DOCUMENT TEXT Block Start

Survivors flee Haiti's capital
Haitians fled their quake-wrecked capital in the hundreds of thousands today amid government promises of refuge in safe, clean tent cities.
Aid workers said 200,000 people crammed into buses, nearly swamped ferries and set out on foot to escape Port-au-Prince. For those who stayed, engineers started levelling land for tent cities, supposedly temporary, that are meant to house 400,000 people.
The goal is to halt the spread of disease at hundreds of impromptu settlements that have no water and no place for sewage.
Homeless families have erected tarpaulins and tents, cardboard and scrap as shelter from the sun, but they will be useless once the summer rainy season hits.
The new camps “are going to be going to places where they will have at least some adequate facilities,” Fritz Longchamp, chief of staff to President Rene Preval, said.
Rescue crews began abandoning hope of finding the final survivors of the magnitude-7.0 quake.
Armies of foreign aid donors instead turned their attention to expanding their pipeline of food, water and medical care for survivors.
With extensive swathes of Port-au-Prince in ruins, more than 500 makeshift settlements with a population of about 472,000 are now scattered around the capital.
Many people are just trying to get out of the capital, often back to the farms or provincial homes of their parents or relatives.
The US Agency for International Development said that as many as 200,000 Haitians have fled the capital and many more are trying to do so.
It suggests that at least 100,000 people have fled to Gonaives, a city of about 280,000 that itself is still recovering from back-to-back hurricanes in 2008.

DOCUMENT TEXT Block End

BRIEF:
Duplicate the part of the Haiti news article that opens with the words containing "Homeless families have" and closes with "Rene Preval, said.". The records that follow have no connection to the Haiti news article.

PROVIDED DATA Block Start

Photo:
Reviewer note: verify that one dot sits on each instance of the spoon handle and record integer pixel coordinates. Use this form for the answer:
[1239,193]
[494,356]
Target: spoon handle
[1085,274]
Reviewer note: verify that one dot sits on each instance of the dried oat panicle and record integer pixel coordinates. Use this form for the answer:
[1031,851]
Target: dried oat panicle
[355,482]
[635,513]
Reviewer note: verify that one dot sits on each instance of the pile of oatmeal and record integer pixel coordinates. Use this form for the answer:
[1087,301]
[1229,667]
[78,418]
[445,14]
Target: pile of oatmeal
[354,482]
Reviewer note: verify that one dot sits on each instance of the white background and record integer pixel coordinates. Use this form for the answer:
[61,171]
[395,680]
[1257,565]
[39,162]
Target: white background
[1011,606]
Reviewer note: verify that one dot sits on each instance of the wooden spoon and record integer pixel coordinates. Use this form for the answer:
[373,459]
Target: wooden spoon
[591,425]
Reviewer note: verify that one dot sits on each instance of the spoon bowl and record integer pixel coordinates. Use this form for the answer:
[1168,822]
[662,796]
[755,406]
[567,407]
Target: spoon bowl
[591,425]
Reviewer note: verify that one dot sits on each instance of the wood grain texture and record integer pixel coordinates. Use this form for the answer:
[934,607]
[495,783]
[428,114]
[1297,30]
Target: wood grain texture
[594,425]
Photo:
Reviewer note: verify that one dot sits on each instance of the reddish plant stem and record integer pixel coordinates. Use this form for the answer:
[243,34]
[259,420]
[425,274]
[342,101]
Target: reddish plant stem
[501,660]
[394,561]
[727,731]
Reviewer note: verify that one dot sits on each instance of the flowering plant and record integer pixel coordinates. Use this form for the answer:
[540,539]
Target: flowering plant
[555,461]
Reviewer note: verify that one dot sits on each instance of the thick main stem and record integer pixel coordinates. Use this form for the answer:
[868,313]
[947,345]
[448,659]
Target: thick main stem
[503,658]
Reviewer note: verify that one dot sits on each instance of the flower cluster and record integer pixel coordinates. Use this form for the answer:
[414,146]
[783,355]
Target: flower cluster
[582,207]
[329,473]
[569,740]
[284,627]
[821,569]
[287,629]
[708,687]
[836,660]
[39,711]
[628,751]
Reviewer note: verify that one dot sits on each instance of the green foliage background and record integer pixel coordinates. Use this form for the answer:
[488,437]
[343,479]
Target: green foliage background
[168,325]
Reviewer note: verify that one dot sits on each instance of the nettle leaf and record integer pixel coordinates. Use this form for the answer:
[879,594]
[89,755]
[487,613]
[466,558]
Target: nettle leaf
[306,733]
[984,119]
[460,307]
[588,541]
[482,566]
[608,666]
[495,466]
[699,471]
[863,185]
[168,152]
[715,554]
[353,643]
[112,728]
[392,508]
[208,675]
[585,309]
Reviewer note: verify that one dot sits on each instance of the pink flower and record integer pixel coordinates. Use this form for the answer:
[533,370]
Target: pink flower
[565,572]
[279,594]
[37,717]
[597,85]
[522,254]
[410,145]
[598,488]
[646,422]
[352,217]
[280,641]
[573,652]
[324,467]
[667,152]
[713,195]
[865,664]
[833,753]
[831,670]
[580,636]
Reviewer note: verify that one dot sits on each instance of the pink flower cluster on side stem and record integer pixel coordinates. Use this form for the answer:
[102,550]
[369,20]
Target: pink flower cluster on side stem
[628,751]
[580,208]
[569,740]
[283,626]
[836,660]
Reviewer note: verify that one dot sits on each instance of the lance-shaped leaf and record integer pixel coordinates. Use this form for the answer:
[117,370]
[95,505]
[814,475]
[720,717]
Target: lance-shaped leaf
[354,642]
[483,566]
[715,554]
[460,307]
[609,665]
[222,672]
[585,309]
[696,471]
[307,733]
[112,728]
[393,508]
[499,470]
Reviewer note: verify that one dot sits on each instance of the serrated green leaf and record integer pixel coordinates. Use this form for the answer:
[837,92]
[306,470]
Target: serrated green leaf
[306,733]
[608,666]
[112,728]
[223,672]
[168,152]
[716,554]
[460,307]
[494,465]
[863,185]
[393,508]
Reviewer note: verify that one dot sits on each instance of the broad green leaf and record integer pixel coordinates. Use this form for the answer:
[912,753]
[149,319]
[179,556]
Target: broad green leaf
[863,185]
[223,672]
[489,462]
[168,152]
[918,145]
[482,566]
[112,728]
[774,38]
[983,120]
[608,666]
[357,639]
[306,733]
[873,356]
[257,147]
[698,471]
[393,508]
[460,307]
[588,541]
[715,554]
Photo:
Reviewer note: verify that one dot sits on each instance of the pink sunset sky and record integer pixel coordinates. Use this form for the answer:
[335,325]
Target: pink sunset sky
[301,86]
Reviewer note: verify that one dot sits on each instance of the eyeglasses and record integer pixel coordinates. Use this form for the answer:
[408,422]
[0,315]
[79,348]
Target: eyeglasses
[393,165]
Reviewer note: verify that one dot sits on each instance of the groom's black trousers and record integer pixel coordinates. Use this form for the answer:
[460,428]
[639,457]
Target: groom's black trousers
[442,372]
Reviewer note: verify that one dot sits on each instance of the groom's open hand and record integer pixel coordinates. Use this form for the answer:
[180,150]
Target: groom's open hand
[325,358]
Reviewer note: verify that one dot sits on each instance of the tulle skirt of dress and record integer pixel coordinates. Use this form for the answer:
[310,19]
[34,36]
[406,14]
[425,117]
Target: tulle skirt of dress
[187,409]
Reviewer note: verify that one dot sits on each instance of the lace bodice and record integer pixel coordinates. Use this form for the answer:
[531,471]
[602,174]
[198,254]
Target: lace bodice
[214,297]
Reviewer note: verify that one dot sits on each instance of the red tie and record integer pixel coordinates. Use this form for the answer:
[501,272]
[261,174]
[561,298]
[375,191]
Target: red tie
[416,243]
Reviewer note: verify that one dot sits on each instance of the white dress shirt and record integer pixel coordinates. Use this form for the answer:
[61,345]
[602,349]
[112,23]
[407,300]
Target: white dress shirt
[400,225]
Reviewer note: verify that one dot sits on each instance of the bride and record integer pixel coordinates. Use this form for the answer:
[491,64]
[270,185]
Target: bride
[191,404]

PROVIDED DATA Block End

ANSWER TO THE PROBLEM:
Homeless families have erected tarpaulins and tents, cardboard and scrap as shelter from the sun, but they will be useless once the summer rainy season hits.
The new camps “are going to be going to places where they will have at least some adequate facilities,” Fritz Longchamp, chief of staff to President Rene Preval, said.